Dataset excerpt:
****************
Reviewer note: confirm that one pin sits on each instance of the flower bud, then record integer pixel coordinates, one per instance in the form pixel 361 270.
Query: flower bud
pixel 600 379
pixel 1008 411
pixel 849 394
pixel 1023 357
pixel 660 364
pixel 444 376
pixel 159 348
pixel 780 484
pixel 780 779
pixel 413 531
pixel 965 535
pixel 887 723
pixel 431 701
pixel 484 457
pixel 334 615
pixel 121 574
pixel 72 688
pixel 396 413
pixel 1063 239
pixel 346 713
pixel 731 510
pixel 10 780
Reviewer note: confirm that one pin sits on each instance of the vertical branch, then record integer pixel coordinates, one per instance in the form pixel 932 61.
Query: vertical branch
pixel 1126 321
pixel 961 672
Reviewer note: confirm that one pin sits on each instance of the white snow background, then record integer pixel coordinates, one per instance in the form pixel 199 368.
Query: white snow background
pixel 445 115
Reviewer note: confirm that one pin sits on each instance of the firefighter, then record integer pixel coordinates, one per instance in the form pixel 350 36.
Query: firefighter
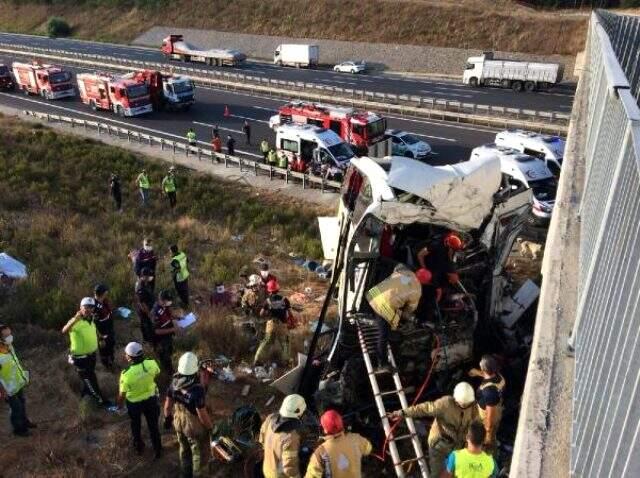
pixel 393 299
pixel 191 137
pixel 13 380
pixel 489 398
pixel 277 308
pixel 341 453
pixel 472 461
pixel 139 391
pixel 264 149
pixel 83 337
pixel 452 417
pixel 169 187
pixel 164 328
pixel 280 439
pixel 104 325
pixel 185 408
pixel 180 273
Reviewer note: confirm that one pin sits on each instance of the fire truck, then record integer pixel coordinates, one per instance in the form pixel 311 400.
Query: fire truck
pixel 173 92
pixel 123 96
pixel 49 81
pixel 364 131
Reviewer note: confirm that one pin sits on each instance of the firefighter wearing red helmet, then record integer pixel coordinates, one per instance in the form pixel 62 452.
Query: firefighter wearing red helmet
pixel 276 309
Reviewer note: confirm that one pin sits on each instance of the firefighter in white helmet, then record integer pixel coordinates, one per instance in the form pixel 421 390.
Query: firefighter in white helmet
pixel 280 439
pixel 452 417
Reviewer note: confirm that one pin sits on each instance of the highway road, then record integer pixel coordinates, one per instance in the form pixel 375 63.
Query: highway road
pixel 558 99
pixel 450 142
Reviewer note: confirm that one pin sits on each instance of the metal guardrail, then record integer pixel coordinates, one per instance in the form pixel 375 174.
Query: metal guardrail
pixel 404 105
pixel 606 333
pixel 305 180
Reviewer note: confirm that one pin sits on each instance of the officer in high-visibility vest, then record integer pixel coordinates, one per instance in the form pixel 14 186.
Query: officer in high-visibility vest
pixel 83 336
pixel 144 185
pixel 191 137
pixel 472 461
pixel 139 391
pixel 489 398
pixel 13 379
pixel 180 273
pixel 169 187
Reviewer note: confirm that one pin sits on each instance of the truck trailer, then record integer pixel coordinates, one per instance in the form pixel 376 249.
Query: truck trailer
pixel 123 96
pixel 49 81
pixel 297 55
pixel 175 48
pixel 485 70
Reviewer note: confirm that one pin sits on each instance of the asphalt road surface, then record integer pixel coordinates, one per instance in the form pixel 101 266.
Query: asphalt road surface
pixel 558 99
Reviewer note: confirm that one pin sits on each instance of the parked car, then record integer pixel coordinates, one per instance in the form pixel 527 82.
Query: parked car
pixel 351 67
pixel 406 144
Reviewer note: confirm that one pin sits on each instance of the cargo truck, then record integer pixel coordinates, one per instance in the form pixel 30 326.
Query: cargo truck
pixel 485 70
pixel 123 96
pixel 175 48
pixel 171 92
pixel 49 81
pixel 297 55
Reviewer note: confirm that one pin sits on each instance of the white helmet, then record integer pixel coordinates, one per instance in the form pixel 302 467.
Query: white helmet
pixel 463 394
pixel 188 364
pixel 254 280
pixel 293 406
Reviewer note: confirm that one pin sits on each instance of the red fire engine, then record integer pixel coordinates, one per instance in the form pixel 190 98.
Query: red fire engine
pixel 48 81
pixel 123 96
pixel 364 131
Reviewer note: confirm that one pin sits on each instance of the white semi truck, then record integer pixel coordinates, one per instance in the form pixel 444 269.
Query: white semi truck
pixel 485 70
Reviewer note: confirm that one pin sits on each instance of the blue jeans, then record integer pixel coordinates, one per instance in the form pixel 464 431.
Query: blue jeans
pixel 18 408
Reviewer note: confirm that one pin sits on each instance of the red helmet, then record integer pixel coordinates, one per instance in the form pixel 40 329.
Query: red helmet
pixel 272 286
pixel 453 241
pixel 424 276
pixel 331 422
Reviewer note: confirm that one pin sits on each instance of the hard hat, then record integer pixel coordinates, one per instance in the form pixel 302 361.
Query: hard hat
pixel 293 406
pixel 87 302
pixel 272 286
pixel 254 279
pixel 188 364
pixel 453 241
pixel 133 349
pixel 100 289
pixel 463 394
pixel 331 422
pixel 424 276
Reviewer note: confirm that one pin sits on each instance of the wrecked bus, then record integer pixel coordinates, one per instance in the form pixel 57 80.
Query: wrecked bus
pixel 386 207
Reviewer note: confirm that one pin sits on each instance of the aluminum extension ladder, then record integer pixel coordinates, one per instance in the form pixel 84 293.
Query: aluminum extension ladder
pixel 368 337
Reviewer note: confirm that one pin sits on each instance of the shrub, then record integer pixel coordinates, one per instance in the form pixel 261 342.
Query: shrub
pixel 58 27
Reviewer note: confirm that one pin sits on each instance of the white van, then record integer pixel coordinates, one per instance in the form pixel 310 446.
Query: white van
pixel 522 170
pixel 312 143
pixel 542 146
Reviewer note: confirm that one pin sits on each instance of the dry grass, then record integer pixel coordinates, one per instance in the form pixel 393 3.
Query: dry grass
pixel 477 24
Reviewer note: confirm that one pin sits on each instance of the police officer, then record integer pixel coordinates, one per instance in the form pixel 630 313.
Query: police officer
pixel 489 398
pixel 280 438
pixel 164 328
pixel 185 408
pixel 277 308
pixel 104 325
pixel 169 187
pixel 13 379
pixel 180 273
pixel 139 391
pixel 144 301
pixel 452 417
pixel 83 336
pixel 340 455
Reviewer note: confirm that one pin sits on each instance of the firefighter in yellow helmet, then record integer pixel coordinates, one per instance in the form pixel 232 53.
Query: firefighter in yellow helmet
pixel 280 439
pixel 452 417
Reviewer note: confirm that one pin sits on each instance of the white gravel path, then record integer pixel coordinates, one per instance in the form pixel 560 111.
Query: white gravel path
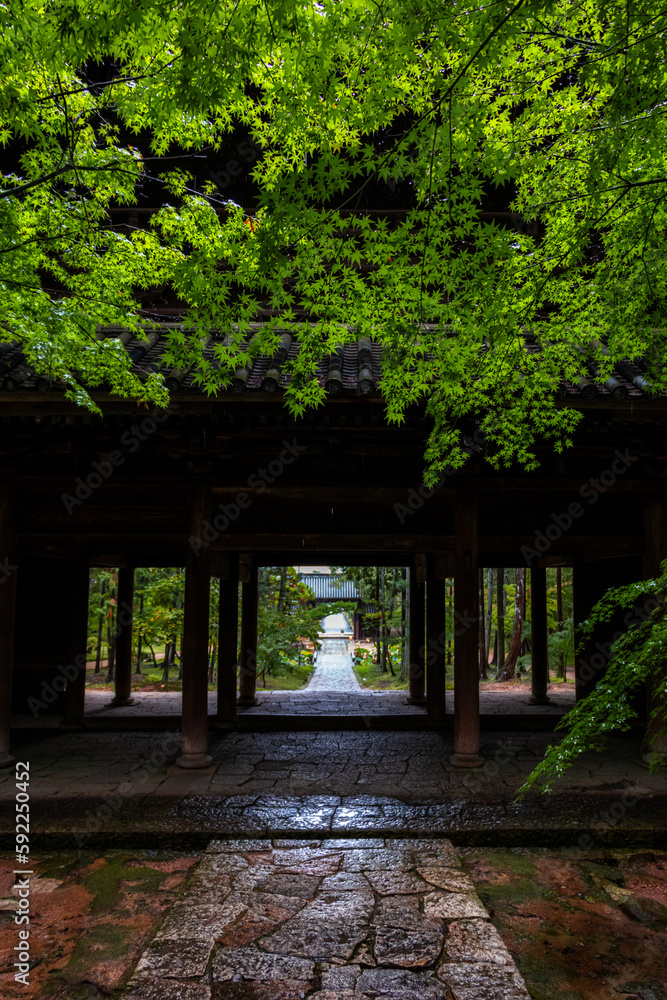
****************
> Work instructions
Please write out all the rows above again, swapping "Reviewer note" for "Annotator note" wherever it appears and leaving everything else unchanged. Omit the pictures from your answer.

> Worked answer
Annotator note: confirm that one pin sits on each instance of the flower bud, then record integer pixel coordinates, one per instance in the form pixel 361 270.
Query: flower bud
pixel 600 379
pixel 1008 411
pixel 849 394
pixel 1023 357
pixel 660 364
pixel 444 376
pixel 159 348
pixel 780 484
pixel 780 779
pixel 413 531
pixel 965 535
pixel 887 723
pixel 431 701
pixel 484 457
pixel 334 615
pixel 121 574
pixel 72 688
pixel 396 413
pixel 1063 239
pixel 346 713
pixel 731 510
pixel 10 780
Annotator note: confirm that one pin sits on each instance of the vertical branch, then record integer pixel coordinates, one per instance in the form pixel 932 61.
Query: vertical branch
pixel 1126 321
pixel 961 672
Annotator note: confirm that one pin sits on each instance of the white snow background, then record integer pixel coordinates, one per instance in the form pixel 199 368.
Query: white snow background
pixel 445 115
Annotator note: confirm that one pin sits on each instance of the firefighter, then record integer pixel coordinates, one per instance in the form pixel 350 36.
Query: firefighter
pixel 393 299
pixel 191 137
pixel 13 380
pixel 489 398
pixel 277 308
pixel 341 453
pixel 472 461
pixel 139 391
pixel 264 149
pixel 83 337
pixel 452 417
pixel 169 187
pixel 164 328
pixel 280 439
pixel 104 325
pixel 185 408
pixel 180 273
Annotator note: confirm that one pin sits on each instance of the fire truck, then record integer pixel coordinates, one per instance in the form pixel 311 400.
Query: fire truck
pixel 173 92
pixel 123 96
pixel 49 81
pixel 364 131
Annotator note: confirm that one pin sits on each instance of the firefighter wearing red helmet, then record integer pixel coordinates, one per instance in the form pixel 62 452.
Query: firefighter wearing red helmet
pixel 276 309
Annotator note: confirm that one pin sits on each instance of the firefighter in white helmet, then record integer pixel coordinates, one per instance in the form pixel 421 390.
Query: firefighter in white helmet
pixel 280 439
pixel 452 417
Annotator note: confirm that one pin sits on each instance of the highway road, then record integer pixel coordinates, one per instance in the form pixel 375 63.
Query: highway road
pixel 558 99
pixel 450 142
Annotator note: confirm that one pin sits on each instance of the metal guardrail, then record integer pixel coordinates, one per instance in the form pixel 375 174.
Query: metal guardrail
pixel 404 105
pixel 606 333
pixel 305 180
Annotator note: confirm that one pin sits on each instance of the officer in high-visibility vest, then record integer pixel coordinates, one per instance in the form pixel 14 186.
Query: officer in high-visibility vest
pixel 83 336
pixel 144 185
pixel 191 137
pixel 472 461
pixel 139 391
pixel 489 398
pixel 13 379
pixel 180 273
pixel 169 187
Annotator note: confirm that one pin sits on each instance of the truck trailer, then record integer pixel coordinates, one per instance in the form pixel 376 249.
Query: truck trailer
pixel 123 96
pixel 49 81
pixel 297 55
pixel 175 48
pixel 485 70
Annotator note: confirm that one pin sits on each instance of the asphalt road surface, then record integer pixel coordinates, one per instance in the form pixel 101 266.
Query: asphalt road surface
pixel 558 99
Annotator note: confirm that one pin sits on each instance of the parked car, then record integer pixel coordinates, one per instance in the form pixel 527 82.
Query: parked car
pixel 351 67
pixel 406 144
Annotator note: confirm that one pin sits on each instance of the cargo truck, then record integer pixel coordinates, one per instance in the form pixel 30 326.
Query: cargo truck
pixel 485 70
pixel 123 96
pixel 175 48
pixel 171 92
pixel 49 81
pixel 297 55
Annotator note: confirm that one pin sits on each instance of the white helmet, then record integer pixel coordinates, one per instance in the form pixel 302 467.
Query: white helmet
pixel 463 394
pixel 188 364
pixel 254 280
pixel 293 406
Annotator note: confirm that one pin sits on each instance of the red fire engine, then record integer pixel coordinates, one per instance in the form pixel 190 98.
Query: red fire engine
pixel 48 81
pixel 123 96
pixel 364 131
Annotator note: confirm that one pin sits on each instance of the white semi truck, then record integer pixel coordinates, one per instance in the form pixel 444 269.
Query: white semi truck
pixel 485 70
Annotator note: confirm that one pin sits on each instance of the blue jeans, then record integer pixel coordinates, one per instance in the form pixel 464 431.
Query: blue jeans
pixel 18 408
Annotator note: confirm that one pin sits on each instance of the red helmet, then record integer pixel coordinates, one per instance in the form pixel 40 329.
Query: red helmet
pixel 272 286
pixel 453 241
pixel 424 276
pixel 331 422
Annotator note: confirm that one pin sits on each instance of the hard hat, then record integer pixel coordinates, one per instance in the form pixel 302 361.
Query: hard hat
pixel 293 406
pixel 87 302
pixel 272 286
pixel 254 279
pixel 188 364
pixel 453 241
pixel 133 349
pixel 100 289
pixel 463 394
pixel 331 422
pixel 424 276
Annotator note: confirm that one pin sits on each instance of the wrecked bus, then record integer pixel coordinates, one per instance in the form pixel 57 80.
Query: wrecked bus
pixel 386 207
Annotator note: confirm that one pin sits on each instance of the aluminum extension ladder, then record integer pixel coordinates, one per instance in the form pixel 84 293.
Query: aluminum extension ladder
pixel 368 337
Annotator note: confirm that one pin sits on each instance of the shrub, then record integer pixel coordinates, one per instance in the form pixel 261 342.
Query: shrub
pixel 58 27
Annotator note: confirm that one pin sits on each instance of the white van, then record integer pixel coordinates, one per instance in the form pixel 310 446.
Query: white van
pixel 522 170
pixel 312 143
pixel 542 146
Annotator note: confirm that one pin sits on each instance of the dry grass, then record integer pixel coordinates, one per instance in the form pixel 393 3.
Query: dry grass
pixel 477 24
Annotator note: confirm that one pin sits on each instance of the police officer, then record integer pixel coordinates, one per instance in the form pixel 630 313.
Query: police officer
pixel 489 398
pixel 280 438
pixel 164 328
pixel 185 408
pixel 277 308
pixel 104 325
pixel 169 187
pixel 13 379
pixel 180 273
pixel 139 391
pixel 144 301
pixel 452 417
pixel 83 336
pixel 340 455
Annotator note: confirm that one pin sits on each instance of the firefighter in yellow helmet, then record integer pixel coordinates, one per instance in the form pixel 232 53.
Query: firefighter in yellow helmet
pixel 280 439
pixel 452 417
Annotator note: confirm that one pin sits on each instance of the white gravel path, then record integer pixel coordinates, one per instance in the form pixel 560 111.
Query: white gravel path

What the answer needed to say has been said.